*Übungstext*.

-=-=-

Das Fehlen einer lückenlosen, für die weitere Bewilligung von Krankengeld nötigen Arbeitsunfähigkeits-Feststellung habe "an sich" die wegen des Bezugs von Krankengeld aufrechterhaltene Pflichtmitgliedschaft (§ 192 Abs. 1 Nr. 2 SGB V) beendet, schreiben die obersten Sozialrichter in ihrem Bericht von der Verhandlung. Grundsätzlich hätten Versicherte "im Sinne einer Obliegenheit" dafür zu sorgen, dass der Arzt die Arbeitsunfähigkeit rechtzeitig feststellt. Doch habe das Bundessozialgericht in seiner Rechtsprechung enge Ausnahmen anerkannt, bei denen Betroffene so zu behandeln seien, als hätten sie von dem aufgesuchten Arzt rechtzeitig ein Attest erhalten.
"Einem 'rechtzeitig' erfolgten persönlichen Arzt-Patienten-Kontakt zur Feststellung der Arbeitsunfähigkeit steht es danach gleich, wenn der Versicherte alles in seiner Macht Stehende und ihm Zumutbare getan hat und rechtzeitig innerhalb der anspruchsbegründenden beziehungsweise -erhaltenden zeitlichen Grenzen versucht hat, eine ärztliche Feststellung der Arbeitsunfähigkeit (...) zu erhalten" – sofern es zu jenem Zusammenkommen aus Gründen, die dem Vertragsarzt und der Krankenkasse zuzurechnen seien, erst verspätet (aber nach Wegfall dieser Gründe) gekommen sei. "Ob dem so ist, erfordert eine wertende Betrachtung der Risiko- und Verantwortungsbereiche des Versicherten, des Arztes und der Krankenkasse." In diese, so das BSG, flössen verfassungsrechtliche Vorgaben mit ein.

-=-=-

Gesammelte Dateneinträge:
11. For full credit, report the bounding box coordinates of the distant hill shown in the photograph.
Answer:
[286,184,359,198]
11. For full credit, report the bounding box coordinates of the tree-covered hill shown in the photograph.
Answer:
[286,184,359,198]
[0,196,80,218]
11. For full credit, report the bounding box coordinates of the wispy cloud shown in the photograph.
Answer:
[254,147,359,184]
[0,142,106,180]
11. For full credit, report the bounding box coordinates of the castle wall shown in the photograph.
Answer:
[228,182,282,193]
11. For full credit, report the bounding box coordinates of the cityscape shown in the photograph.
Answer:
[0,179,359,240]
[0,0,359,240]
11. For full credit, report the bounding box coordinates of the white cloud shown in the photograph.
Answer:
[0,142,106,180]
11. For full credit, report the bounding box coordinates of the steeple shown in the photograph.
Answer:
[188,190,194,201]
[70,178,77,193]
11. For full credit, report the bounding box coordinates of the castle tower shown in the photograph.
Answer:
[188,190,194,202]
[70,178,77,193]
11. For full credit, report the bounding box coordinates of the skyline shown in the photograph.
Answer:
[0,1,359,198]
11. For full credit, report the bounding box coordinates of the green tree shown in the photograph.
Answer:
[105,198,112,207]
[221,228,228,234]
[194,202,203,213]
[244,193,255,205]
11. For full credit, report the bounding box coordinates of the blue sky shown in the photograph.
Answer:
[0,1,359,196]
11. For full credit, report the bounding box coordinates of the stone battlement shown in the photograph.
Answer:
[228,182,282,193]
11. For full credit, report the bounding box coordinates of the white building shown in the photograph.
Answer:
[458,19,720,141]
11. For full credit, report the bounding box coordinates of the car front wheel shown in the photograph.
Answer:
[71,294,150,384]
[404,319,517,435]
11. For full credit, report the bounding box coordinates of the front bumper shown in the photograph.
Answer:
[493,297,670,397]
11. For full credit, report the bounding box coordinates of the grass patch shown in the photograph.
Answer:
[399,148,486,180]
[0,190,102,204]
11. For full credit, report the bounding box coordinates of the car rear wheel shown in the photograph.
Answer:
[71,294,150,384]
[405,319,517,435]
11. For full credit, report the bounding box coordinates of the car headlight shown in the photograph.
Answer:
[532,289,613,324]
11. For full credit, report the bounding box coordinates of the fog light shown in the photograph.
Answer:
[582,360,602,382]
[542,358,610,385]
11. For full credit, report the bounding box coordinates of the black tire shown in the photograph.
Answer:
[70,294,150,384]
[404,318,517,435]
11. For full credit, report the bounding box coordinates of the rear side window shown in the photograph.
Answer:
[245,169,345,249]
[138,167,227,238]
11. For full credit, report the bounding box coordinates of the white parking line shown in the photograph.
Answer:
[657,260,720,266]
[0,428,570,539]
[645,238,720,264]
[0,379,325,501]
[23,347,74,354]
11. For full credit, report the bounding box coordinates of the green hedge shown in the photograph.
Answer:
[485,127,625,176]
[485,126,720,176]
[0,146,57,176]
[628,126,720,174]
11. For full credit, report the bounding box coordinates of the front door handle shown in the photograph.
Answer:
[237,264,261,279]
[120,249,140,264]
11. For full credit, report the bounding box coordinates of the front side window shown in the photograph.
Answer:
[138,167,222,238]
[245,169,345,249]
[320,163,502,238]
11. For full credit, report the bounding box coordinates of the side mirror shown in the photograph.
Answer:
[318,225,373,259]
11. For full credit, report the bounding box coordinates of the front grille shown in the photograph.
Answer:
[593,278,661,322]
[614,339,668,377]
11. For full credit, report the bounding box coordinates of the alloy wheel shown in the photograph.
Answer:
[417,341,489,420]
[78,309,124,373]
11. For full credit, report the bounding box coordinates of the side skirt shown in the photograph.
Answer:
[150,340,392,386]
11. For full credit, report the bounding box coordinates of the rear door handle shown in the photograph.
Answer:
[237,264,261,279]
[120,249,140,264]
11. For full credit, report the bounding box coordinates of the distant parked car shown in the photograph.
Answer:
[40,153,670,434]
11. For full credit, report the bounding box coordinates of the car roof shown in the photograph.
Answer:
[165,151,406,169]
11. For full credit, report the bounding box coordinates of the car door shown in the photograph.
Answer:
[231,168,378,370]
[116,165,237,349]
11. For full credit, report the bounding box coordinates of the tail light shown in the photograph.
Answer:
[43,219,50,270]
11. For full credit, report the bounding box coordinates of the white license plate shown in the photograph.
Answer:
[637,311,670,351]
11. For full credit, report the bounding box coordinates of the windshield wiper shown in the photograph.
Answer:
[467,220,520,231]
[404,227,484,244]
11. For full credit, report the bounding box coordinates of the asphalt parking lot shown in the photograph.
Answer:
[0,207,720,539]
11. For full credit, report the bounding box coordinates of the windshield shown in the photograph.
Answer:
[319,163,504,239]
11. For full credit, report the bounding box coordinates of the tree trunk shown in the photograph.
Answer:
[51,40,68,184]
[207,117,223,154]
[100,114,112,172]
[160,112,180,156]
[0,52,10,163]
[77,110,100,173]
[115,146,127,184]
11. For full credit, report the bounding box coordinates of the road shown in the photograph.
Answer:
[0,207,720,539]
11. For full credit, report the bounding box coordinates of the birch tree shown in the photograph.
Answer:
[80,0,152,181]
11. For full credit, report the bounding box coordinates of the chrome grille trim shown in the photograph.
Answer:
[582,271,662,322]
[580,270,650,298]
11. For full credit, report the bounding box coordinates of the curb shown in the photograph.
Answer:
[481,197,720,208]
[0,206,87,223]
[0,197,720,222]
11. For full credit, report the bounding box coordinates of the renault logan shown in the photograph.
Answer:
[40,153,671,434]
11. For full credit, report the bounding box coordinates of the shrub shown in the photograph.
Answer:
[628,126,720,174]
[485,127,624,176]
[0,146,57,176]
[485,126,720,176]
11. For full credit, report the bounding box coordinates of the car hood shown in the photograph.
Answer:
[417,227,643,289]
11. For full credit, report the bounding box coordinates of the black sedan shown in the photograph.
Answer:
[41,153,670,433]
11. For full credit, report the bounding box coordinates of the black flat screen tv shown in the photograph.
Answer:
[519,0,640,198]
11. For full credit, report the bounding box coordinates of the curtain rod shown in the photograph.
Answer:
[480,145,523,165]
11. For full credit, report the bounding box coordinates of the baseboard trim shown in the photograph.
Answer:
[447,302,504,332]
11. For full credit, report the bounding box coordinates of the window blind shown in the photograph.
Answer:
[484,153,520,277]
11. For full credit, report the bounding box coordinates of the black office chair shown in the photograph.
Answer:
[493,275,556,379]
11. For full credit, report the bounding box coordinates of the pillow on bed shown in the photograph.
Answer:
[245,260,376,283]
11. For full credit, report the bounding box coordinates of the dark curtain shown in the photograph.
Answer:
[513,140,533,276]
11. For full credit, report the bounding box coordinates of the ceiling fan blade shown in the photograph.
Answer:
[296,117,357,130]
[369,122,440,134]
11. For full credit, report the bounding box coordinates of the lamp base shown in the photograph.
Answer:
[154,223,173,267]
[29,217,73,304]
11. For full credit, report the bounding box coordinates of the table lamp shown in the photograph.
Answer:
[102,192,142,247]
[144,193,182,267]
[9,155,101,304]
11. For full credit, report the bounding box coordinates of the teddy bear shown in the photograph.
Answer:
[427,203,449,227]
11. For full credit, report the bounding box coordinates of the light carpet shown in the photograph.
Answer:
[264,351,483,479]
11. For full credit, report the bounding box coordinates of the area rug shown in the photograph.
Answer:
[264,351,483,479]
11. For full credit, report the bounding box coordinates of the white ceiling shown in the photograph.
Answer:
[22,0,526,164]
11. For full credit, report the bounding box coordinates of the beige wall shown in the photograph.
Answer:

-=-=-

*Aufgabenstellung*.
Führen Sie den Text zur rechtzeitigen Feststellung der Arbeitsunfähigkeit beim Krankengeld im Anschluss an seinen letzten Satz weiter.

*Antwort zur Aufgabe*.
Oberste Richter weiten Ausnahmen aus
Nach diesen Maßstäben werde der Anspruch auf weiteres Krankengeld auch dann gewahrt, wenn der Versicherte "ohne zuvor vereinbarten Termin am ersten Tag nach einer zuvor festgestellten Arbeitsunfähigkeit die Praxis des behandelnden Arztes zu üblicher Öffnungszeit persönlich aufsucht". Ohne Vorliegen besonderer Umstände dürfe dieser grundsätzlich darauf vertrauen, eine Folgefeststellung seines behandelnden Vertragsarztes wegen derselben Krankheit auch dann zu bekommen, wenn er dessen Praxis ohne zuvor vereinbarten Termin "am letzten noch anspruchserhaltenden Tag zu üblicher Öffnungszeit persönlich aufsucht". Die Richter nehmen dies erklärtermaßen zum Anlass, ihre bisherige Linie "fortzuentwickeln". Denn angesichts der Schwere des Nachteils, der in solchen Fällen im dauerhaften Verlust des Krankengeldanspruchs liege, gebiete dies der Grundsatz der Verhältnismäßigkeit: "Die Anforderungen hieran sind aus verfassungsrechtlichen Gründen nicht zu überspannen."
Damit war die Lücke in den ärztlichen Feststellungen dem Urteil zufolge unschädlich, weil sie dem Vertragsarzt und der Krankenkasse zuzurechnen sei. Dass es erst verspätet zum Treffen mit dem Mediziner gekommen ist, sei maßgeblich nicht der Klägerin zuzurechnen, sondern diesem und der Krankenkasse. Denn das von dem Arzt angeleitete Praxispersonal habe ihr trotz Schilderung ihres Anliegens wegen hohen Patientenaufkommens erst einen späteren Termin gegeben. Die Mitteilung des BSG schließt mit dem Vorwurf: "Die dahinter stehende (naheliegende) Fehlvorstellung, dass rückwirkende Arbeitsunfähigkeits-Feststellungen für Versicherte nicht leistungsschädlich seien, haben Krankenkassen mit zu verantworten, weil sie als maßgebliche Mitakteure im Gemeinsamen Bundesausschuss an dessen Arbeitsunfähigkeits-Richtlinie beteiligt sind, die eine begrenzte rückwirkende ärztliche Arbeitsunfähigkeits-Feststellung zulässt."